--- start ---
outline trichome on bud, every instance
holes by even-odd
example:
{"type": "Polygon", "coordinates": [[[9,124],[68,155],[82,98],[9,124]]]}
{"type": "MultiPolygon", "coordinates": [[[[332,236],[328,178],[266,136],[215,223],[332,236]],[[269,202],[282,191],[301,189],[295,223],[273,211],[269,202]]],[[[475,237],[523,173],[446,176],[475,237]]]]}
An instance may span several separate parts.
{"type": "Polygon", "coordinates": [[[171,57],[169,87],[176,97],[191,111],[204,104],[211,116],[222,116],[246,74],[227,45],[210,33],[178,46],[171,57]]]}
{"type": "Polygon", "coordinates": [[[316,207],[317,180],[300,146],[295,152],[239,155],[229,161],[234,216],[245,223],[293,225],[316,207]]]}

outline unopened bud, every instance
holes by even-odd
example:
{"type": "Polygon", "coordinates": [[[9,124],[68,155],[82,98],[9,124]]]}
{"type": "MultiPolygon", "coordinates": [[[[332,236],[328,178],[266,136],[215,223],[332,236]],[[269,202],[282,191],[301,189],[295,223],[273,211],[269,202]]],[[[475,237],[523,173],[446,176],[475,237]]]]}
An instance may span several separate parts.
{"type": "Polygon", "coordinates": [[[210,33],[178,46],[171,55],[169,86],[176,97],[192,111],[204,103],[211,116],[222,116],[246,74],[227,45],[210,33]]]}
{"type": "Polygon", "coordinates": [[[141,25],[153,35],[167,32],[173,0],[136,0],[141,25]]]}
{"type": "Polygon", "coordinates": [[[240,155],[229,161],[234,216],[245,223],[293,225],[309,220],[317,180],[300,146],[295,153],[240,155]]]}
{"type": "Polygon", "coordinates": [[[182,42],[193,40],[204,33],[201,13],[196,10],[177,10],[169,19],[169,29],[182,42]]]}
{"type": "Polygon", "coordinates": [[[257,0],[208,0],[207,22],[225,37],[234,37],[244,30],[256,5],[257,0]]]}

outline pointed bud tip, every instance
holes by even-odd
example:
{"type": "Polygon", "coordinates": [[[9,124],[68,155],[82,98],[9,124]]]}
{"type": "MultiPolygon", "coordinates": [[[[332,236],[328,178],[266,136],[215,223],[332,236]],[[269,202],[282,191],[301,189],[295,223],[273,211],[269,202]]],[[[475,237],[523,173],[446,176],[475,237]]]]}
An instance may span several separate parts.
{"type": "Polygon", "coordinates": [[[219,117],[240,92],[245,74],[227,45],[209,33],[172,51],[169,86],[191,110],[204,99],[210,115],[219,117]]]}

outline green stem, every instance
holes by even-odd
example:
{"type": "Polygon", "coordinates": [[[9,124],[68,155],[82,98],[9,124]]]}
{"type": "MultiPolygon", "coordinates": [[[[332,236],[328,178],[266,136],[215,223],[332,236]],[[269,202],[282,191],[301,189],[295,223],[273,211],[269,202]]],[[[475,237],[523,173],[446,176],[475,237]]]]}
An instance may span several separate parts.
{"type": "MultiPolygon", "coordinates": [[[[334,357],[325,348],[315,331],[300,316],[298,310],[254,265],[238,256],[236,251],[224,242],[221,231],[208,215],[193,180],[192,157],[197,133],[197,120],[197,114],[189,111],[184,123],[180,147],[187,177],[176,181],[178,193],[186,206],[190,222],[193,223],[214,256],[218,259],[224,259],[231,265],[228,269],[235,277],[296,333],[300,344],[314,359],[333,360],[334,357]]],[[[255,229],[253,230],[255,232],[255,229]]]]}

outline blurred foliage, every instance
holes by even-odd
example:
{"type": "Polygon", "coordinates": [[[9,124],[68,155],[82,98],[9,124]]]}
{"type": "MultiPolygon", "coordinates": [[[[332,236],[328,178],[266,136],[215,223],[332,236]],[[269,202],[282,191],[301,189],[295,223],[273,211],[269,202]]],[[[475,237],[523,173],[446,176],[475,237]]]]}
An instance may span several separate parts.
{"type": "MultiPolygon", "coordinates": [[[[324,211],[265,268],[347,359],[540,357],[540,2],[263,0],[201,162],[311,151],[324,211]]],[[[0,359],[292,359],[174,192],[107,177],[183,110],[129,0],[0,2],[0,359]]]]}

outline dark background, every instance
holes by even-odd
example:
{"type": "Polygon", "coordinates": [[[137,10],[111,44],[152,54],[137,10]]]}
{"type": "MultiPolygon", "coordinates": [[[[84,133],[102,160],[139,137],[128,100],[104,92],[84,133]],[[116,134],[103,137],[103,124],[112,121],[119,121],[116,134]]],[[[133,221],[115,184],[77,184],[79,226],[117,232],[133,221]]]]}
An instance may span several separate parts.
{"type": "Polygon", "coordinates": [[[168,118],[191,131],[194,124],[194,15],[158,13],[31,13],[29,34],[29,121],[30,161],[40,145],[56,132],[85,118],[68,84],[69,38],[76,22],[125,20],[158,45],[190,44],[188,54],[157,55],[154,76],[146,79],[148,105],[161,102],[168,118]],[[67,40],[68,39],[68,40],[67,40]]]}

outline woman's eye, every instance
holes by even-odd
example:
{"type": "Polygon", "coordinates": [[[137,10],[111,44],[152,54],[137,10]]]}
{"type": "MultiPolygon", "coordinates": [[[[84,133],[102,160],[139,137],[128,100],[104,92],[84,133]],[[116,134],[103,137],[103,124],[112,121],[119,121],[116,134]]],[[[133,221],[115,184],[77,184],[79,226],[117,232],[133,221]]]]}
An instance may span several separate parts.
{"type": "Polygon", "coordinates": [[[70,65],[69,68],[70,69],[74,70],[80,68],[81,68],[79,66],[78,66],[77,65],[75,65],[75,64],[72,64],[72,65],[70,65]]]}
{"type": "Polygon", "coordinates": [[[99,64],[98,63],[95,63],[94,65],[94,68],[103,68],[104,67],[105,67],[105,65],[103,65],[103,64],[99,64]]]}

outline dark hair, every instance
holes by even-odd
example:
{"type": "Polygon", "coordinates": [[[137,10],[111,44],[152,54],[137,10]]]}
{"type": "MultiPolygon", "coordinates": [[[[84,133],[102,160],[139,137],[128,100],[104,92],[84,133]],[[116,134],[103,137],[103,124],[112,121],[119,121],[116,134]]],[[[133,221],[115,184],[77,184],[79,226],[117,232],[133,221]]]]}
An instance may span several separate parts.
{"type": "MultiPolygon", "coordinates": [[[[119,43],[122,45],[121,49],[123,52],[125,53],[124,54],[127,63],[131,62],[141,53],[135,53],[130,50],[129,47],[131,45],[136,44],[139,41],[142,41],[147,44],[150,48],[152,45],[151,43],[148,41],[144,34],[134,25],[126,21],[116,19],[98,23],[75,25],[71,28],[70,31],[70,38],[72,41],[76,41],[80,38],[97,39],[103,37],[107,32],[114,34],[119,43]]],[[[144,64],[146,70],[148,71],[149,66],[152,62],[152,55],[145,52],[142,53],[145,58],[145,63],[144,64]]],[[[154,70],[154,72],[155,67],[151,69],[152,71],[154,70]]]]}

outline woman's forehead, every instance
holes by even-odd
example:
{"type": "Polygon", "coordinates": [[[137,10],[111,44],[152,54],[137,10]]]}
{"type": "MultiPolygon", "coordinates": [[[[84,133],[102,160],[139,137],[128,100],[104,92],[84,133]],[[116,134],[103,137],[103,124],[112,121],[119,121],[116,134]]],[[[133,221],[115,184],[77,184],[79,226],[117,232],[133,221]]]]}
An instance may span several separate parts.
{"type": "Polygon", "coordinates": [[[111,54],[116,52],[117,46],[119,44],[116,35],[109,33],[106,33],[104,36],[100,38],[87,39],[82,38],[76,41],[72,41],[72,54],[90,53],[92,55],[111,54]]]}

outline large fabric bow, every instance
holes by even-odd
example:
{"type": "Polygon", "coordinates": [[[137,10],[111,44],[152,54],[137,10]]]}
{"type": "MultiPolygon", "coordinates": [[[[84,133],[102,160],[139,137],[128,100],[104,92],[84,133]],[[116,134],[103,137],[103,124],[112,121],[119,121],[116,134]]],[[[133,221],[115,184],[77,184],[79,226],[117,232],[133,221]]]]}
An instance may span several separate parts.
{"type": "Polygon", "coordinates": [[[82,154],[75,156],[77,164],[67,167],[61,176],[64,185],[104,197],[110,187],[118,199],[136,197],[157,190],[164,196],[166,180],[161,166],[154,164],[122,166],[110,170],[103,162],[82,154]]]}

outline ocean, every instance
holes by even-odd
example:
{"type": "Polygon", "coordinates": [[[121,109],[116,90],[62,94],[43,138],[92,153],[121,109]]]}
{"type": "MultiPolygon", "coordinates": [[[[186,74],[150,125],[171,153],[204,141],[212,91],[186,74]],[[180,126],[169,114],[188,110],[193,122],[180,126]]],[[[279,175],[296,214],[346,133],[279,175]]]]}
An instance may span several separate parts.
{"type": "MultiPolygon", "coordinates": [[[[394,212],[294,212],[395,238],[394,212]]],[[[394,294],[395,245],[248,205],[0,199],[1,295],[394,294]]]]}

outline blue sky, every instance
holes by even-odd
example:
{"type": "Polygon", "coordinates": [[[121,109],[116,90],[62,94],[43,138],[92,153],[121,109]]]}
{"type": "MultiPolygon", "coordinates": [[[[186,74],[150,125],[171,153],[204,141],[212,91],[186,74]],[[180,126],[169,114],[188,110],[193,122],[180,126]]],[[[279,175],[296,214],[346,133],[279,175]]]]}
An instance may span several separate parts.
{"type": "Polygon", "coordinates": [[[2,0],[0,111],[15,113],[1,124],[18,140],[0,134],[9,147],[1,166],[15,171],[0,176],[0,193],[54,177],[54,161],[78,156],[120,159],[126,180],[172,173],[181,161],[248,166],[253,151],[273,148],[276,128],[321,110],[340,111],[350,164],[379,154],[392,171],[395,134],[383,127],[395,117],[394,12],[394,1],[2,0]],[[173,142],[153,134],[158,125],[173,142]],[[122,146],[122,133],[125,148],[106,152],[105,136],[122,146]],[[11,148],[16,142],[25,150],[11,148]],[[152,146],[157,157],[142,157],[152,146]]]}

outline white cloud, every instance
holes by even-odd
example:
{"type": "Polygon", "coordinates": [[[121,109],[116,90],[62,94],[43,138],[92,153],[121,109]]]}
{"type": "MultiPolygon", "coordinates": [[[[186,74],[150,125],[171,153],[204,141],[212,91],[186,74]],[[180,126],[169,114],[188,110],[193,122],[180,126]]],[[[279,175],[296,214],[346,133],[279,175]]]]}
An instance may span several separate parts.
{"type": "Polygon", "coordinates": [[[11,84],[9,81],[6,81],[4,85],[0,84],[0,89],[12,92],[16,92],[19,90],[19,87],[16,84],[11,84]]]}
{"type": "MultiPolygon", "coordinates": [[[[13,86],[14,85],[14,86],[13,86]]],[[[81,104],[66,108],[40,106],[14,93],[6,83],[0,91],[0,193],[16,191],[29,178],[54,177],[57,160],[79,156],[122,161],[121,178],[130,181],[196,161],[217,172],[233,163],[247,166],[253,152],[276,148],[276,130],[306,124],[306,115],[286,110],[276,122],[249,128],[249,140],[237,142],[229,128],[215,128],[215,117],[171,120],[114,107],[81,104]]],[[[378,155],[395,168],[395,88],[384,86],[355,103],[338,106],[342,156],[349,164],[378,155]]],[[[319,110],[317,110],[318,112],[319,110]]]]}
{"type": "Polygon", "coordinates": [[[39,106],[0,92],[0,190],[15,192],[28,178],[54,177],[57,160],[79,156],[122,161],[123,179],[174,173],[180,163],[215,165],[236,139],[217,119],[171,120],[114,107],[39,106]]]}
--- end ---
* WHAT YOU SHOULD DO
Extract each line of the listing above that contains the string "dark".

* SOLUTION FOR THIS PROBLEM
outline dark background, every instance
outline dark hair, every instance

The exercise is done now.